─── Dataset entries ───
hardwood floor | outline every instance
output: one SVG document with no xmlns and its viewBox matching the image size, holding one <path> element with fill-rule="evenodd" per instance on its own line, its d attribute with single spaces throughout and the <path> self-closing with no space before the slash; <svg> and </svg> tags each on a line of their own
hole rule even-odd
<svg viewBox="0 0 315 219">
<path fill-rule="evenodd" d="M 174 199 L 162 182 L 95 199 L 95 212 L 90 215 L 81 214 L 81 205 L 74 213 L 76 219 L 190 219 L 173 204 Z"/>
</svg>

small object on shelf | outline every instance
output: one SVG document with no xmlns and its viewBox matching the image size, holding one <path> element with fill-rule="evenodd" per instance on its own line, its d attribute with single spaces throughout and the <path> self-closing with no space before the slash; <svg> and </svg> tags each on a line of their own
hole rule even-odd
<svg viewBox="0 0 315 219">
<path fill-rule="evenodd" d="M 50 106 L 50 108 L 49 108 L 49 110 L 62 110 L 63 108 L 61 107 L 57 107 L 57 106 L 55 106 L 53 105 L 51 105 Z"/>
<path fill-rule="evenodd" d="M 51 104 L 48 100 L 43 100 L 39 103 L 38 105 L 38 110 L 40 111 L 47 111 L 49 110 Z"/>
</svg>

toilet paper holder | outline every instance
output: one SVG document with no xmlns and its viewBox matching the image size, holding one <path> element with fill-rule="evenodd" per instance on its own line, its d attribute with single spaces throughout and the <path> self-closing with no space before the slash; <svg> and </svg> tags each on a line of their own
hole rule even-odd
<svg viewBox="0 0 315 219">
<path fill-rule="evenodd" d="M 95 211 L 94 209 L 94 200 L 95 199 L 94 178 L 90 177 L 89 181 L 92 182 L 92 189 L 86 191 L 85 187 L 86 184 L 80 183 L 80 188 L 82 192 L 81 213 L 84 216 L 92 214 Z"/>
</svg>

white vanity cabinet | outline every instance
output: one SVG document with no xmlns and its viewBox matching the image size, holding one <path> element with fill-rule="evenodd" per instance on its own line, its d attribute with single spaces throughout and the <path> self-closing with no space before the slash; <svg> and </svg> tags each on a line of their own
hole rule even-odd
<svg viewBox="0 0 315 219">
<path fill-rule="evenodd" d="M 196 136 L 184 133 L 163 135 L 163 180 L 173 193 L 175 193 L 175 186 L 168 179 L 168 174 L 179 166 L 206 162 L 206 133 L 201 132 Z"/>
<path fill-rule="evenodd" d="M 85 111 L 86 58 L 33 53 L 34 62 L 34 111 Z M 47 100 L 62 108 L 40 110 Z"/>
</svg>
───
**Directions**
Tally the lines of the records above that contain the string "every", and reply with that number alone.

**Task result**
4